═══ ENTRIES SUPPLIED
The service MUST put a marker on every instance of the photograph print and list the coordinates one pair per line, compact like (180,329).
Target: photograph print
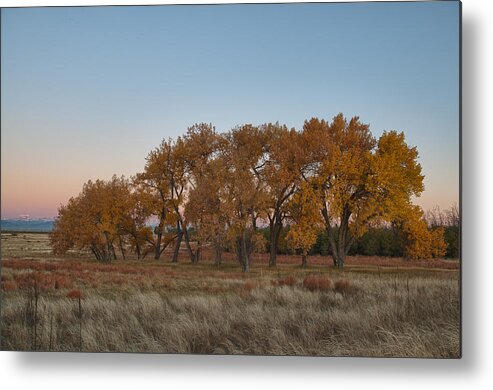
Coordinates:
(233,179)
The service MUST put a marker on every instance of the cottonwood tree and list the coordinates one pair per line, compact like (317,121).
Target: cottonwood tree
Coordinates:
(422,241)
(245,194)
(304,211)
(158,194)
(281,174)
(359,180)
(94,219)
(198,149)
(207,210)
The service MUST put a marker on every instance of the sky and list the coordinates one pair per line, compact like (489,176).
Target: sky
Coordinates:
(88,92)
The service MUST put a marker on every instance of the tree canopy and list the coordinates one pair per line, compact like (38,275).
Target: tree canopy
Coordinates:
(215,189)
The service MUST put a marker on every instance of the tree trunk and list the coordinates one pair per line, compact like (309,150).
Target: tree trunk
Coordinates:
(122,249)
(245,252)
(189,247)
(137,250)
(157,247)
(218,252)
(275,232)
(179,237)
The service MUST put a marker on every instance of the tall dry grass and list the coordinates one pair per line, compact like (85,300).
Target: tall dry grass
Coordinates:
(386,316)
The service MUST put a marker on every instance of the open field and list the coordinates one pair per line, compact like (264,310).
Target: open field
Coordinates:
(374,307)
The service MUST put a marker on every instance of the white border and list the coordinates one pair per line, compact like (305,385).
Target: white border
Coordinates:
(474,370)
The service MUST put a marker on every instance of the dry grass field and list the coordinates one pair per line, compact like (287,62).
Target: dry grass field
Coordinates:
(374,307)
══════
═══ ENTRIES SUPPLIED
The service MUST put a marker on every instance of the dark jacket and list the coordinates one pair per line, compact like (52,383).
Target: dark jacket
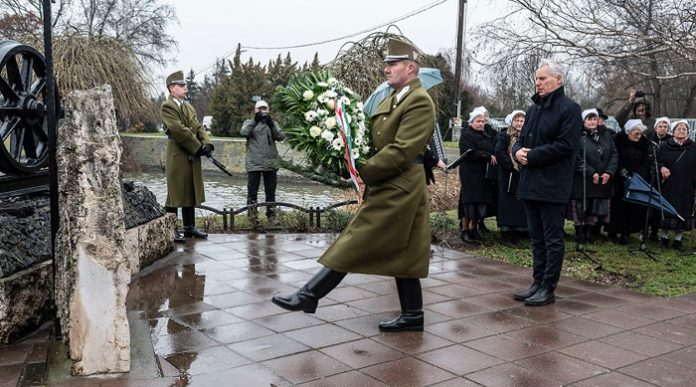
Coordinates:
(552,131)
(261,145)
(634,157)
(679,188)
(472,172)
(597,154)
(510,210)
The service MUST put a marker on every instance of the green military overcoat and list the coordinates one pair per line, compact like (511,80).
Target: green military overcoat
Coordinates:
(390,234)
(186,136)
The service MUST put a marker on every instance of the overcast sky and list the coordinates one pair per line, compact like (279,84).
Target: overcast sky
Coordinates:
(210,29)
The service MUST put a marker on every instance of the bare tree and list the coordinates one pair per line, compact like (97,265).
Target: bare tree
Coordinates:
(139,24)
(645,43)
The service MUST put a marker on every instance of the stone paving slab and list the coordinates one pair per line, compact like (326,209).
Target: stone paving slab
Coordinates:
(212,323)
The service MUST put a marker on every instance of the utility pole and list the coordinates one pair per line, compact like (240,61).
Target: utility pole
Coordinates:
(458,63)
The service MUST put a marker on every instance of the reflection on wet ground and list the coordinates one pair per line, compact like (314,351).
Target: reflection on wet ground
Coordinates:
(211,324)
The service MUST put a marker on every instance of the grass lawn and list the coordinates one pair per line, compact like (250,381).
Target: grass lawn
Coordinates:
══════
Identify each line in the material above that contains the word "field", and copy every one of those lines.

== EXPECTED ANSWER ==
The service MUST put a marker on every instance of the open field and list the coordinates one pair per line, compact like (264,310).
Target: open field
The service MUST put a marker on every instance of the dry grass field and list the coordinates one pair per line, compact like (287,62).
Target: dry grass field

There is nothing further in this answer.